MATERIAL SUPPLIED →
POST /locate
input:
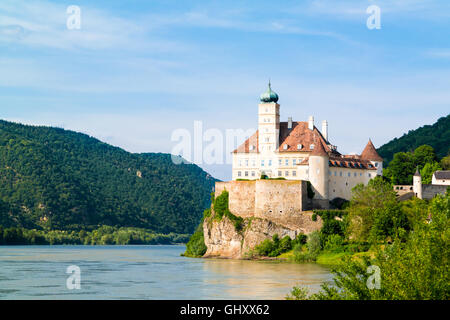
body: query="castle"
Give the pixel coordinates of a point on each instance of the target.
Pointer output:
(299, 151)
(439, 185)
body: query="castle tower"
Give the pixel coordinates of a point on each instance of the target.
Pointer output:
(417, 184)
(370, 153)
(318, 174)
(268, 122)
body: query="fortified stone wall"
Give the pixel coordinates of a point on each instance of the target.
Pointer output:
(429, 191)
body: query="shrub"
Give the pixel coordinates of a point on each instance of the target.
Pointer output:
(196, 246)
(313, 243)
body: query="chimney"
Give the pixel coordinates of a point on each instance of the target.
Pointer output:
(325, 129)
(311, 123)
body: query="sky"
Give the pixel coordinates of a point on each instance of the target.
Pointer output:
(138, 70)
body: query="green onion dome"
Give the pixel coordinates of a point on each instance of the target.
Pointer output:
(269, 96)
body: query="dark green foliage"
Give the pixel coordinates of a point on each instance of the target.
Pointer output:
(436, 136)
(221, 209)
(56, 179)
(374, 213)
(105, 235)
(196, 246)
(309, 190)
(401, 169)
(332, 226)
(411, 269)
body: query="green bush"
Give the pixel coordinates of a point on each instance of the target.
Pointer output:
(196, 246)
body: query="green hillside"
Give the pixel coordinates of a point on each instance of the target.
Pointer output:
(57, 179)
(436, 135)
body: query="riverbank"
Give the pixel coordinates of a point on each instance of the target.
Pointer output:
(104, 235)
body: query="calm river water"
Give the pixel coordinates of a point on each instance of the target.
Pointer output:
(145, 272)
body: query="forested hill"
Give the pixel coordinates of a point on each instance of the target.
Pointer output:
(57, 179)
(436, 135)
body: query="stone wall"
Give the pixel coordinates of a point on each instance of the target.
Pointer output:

YOUR TASK → The response should be the full material, repeated exactly, with images removed.

WRITTEN ANSWER →
POST /locate
input:
body: query="castle"
Give the pixel coordinates of a point on each instance of the target.
Pointer output:
(299, 151)
(439, 185)
body: query="castle tower"
Give the pixel coordinates of a point on each instance of the target.
Pointer output:
(417, 184)
(370, 153)
(318, 174)
(268, 122)
body: query="fortified stone wall"
Give the pixel coordinates of a point on each instance of the target.
Pointer output:
(429, 191)
body: query="shrub"
Give the pixel coordinates of a point on each instance of the target.
Pointer output:
(196, 246)
(313, 243)
body: query="chimney"
Give the pixel coordinates of a point on each instance of the target.
Pointer output:
(325, 129)
(311, 123)
body: query="sky"
Give the pixel coordinates of a point on each instance of the target.
Pointer output:
(138, 70)
body: query="green onion dome"
Give the pixel coordinates of a point on each instance of the target.
Pointer output:
(269, 96)
body: query="dark green foliage"
Give the pixel coordinates of a point on each instance of the target.
Pointer output:
(436, 136)
(221, 209)
(56, 179)
(374, 213)
(105, 235)
(196, 246)
(309, 190)
(401, 169)
(332, 226)
(411, 269)
body: query="green bush"
Give the pixel coordinates of a point on each instance of the target.
Pointer output:
(196, 246)
body: query="green hillside"
Give the pixel coordinates of a point on each instance of the target.
Pointer output:
(57, 179)
(436, 135)
body: query="riverbank"
Give the pixel coordinates of a point on each instance of the target.
Pointer output:
(104, 235)
body: query="calm river water"
Give the pixel coordinates of a point on each instance of the target.
Pointer output:
(145, 272)
body: query="forested hill"
Give the pixel coordinates of a point on each instance of the target.
Pointer output:
(57, 179)
(436, 135)
body: query="stone wall"
Give the pixel coordinates of a point on each instance of the target.
Pointer output:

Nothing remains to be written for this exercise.